→ **RECORD EXTRACTS**

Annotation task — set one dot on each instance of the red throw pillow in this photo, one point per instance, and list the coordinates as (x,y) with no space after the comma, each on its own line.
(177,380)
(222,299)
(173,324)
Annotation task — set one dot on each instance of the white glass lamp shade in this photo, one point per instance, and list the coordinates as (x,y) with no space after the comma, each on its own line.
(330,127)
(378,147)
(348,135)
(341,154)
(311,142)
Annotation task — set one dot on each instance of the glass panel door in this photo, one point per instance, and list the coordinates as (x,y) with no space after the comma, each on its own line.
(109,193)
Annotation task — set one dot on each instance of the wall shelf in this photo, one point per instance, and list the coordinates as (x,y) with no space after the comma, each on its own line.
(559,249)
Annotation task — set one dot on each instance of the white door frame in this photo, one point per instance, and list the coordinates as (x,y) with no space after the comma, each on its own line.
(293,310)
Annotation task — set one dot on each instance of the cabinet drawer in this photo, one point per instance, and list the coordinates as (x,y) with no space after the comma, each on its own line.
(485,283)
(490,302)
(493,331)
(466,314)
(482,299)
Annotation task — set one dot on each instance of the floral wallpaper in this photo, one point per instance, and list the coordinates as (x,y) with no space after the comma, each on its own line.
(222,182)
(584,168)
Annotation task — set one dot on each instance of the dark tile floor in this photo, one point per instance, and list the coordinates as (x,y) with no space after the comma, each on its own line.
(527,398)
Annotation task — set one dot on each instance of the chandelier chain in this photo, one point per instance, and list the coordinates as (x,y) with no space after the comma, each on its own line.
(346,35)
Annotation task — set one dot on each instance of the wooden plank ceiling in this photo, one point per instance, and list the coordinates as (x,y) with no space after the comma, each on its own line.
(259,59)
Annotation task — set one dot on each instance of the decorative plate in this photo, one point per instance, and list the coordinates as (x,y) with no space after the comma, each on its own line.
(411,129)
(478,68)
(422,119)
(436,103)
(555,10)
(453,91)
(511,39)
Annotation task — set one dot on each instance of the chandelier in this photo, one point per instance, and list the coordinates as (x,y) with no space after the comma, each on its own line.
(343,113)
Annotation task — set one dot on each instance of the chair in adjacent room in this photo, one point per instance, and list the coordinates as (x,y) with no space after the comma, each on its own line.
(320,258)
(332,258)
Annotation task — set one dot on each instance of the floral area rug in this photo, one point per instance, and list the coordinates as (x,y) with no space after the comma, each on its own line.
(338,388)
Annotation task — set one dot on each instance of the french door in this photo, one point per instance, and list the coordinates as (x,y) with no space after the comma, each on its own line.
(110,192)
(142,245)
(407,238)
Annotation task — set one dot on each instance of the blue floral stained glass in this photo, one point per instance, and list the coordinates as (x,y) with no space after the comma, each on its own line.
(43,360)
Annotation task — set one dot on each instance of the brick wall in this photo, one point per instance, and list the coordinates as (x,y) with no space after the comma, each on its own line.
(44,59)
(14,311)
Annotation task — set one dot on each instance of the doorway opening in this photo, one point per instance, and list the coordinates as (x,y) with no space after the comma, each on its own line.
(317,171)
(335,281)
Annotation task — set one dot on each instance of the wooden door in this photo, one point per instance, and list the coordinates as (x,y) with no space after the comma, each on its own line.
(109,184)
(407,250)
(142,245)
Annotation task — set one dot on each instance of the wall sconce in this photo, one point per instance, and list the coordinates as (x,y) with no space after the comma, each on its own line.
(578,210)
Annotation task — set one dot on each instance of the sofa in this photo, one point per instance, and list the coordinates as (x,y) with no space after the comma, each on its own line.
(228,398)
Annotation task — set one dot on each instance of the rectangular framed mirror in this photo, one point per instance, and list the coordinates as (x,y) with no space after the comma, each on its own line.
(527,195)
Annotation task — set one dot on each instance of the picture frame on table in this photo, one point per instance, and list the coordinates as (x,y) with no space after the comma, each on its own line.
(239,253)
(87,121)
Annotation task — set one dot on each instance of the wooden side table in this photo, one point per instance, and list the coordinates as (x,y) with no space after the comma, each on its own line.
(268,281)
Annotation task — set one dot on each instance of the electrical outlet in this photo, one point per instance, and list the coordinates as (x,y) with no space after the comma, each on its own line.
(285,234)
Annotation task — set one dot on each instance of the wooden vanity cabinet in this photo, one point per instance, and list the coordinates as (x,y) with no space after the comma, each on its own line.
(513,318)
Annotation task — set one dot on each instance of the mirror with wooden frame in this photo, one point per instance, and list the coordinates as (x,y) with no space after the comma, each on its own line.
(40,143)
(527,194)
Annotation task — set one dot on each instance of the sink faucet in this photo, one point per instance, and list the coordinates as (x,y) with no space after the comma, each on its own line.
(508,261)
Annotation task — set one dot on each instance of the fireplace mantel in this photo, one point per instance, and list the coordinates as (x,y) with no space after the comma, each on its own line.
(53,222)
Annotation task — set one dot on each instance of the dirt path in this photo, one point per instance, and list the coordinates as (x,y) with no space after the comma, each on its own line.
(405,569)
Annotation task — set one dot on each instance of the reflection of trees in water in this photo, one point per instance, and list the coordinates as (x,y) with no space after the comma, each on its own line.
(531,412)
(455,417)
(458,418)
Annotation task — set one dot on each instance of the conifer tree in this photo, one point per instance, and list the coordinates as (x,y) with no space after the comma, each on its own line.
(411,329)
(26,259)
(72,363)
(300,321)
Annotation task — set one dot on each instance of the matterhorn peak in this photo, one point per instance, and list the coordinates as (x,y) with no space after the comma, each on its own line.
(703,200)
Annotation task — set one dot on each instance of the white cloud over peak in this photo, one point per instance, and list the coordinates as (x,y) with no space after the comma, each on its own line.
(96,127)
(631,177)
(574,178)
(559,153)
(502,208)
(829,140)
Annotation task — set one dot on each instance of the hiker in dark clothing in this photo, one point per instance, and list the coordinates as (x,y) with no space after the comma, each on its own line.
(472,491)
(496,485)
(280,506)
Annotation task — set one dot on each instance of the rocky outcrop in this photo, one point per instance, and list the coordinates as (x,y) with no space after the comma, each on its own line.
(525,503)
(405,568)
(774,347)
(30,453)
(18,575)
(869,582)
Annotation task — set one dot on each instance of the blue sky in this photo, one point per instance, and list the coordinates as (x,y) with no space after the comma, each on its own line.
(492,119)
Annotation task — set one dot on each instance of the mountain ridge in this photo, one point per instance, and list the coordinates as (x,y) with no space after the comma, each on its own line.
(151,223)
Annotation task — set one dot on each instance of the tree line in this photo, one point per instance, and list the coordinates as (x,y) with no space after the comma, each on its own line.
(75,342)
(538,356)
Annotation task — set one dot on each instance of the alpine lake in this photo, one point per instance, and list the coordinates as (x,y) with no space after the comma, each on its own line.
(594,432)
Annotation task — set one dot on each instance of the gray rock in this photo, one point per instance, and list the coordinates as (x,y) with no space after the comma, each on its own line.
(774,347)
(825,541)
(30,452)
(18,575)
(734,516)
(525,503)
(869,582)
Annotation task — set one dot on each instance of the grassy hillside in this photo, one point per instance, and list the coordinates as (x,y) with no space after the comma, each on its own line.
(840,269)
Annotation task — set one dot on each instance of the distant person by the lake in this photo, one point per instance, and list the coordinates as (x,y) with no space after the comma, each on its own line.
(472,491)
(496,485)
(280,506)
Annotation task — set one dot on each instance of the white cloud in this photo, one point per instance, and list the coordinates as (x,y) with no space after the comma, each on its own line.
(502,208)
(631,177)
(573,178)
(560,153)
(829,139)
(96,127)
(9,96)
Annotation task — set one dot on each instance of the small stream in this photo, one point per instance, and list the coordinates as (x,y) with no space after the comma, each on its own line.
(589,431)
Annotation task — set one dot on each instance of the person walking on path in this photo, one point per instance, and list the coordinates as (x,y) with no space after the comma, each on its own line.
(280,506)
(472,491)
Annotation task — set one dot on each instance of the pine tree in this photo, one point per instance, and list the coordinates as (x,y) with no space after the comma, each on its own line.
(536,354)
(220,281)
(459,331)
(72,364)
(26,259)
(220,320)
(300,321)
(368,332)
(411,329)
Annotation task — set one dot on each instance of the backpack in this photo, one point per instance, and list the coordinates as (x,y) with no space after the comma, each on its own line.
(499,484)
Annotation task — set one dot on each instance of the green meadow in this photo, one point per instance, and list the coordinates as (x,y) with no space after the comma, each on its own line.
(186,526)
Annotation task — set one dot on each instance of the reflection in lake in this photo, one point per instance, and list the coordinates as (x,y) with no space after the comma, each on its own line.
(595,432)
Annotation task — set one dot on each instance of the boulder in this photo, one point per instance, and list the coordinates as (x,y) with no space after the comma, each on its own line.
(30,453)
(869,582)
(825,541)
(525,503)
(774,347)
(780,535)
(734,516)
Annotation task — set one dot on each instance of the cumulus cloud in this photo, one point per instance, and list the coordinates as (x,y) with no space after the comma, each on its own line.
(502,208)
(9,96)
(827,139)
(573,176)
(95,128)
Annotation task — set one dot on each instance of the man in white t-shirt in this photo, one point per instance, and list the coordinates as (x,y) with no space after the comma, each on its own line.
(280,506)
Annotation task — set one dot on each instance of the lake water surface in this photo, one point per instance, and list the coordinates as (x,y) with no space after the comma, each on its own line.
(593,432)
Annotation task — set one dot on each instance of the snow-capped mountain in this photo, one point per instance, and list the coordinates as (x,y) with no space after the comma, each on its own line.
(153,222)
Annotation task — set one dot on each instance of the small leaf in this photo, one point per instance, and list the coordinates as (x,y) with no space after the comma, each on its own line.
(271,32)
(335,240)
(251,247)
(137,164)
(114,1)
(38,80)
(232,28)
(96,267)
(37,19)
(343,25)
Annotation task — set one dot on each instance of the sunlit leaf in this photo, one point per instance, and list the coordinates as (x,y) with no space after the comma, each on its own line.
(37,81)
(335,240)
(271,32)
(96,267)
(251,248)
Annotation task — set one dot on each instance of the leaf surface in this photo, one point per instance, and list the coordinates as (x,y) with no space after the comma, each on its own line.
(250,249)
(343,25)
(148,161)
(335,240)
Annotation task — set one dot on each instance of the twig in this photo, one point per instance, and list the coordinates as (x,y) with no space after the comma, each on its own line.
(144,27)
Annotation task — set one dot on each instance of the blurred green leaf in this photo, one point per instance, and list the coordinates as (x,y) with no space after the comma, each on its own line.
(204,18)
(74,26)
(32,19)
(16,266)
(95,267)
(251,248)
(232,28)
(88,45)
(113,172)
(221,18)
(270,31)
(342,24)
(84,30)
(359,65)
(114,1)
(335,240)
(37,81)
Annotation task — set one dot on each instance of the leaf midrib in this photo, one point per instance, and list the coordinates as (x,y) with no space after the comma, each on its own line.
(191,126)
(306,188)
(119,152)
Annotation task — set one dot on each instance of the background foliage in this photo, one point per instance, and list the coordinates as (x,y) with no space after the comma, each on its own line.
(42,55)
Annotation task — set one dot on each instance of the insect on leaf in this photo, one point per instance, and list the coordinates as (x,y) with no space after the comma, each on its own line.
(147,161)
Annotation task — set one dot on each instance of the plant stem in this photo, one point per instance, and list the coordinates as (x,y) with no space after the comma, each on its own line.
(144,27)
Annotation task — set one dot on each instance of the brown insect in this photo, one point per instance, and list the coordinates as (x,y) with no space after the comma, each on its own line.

→ **REQUIREMENTS**
Produce an exact repeat of the lines from the one containing "the leaf surface" through the last line of the data, and nothing more.

→ **ANSWER FOR THIS EXERCISE**
Annotation task — set one dot on each instance of the leaf surface in this photo, one point per instance, and list the coordinates as (x,y) with no space after the comma, each on its own line.
(250,249)
(343,25)
(148,161)
(335,240)
Annotation task — set one dot on each instance of the twig in this photo, one point per instance, and list the coordinates as (x,y) with no space after the comma, each on its own line.
(144,27)
Annotation task — set one dot on each instance of the blurred green leaf in this photo, one point per instance, and list the coordinates as (x,y) with no space after the comma, each on its own line.
(204,18)
(74,26)
(32,19)
(16,266)
(95,267)
(251,248)
(232,28)
(88,45)
(113,172)
(221,18)
(270,31)
(342,24)
(84,30)
(359,65)
(114,1)
(335,240)
(37,81)
Annotation task — set one dot on each instance of the leaf midrib in this photo, one point per instance, and list the coordinates as (x,y) with no space after the comma, each on its own line.
(191,126)
(306,188)
(119,152)
Annotation task — set one dot on each instance of the background foliage in this photo, one point per instance, and list the coordinates as (x,y) with no space after the comma, each on its own line.
(42,55)
Annotation task — set one dot on each instance of the insect on leaf in this photo, one point per instance, and list the coordinates as (x,y) with no space after the comma, each on its own line.
(147,161)
Annotation task — set one dot on each instance of the plant stem in this photo, one point per instance, and list the coordinates as (x,y) with no space after the comma, each on its own line.
(144,27)
Annotation task — set one dot on each instance of the brown insect in this photo, one point per instance, and list the coordinates as (x,y) with no space after the comma, each on its own line.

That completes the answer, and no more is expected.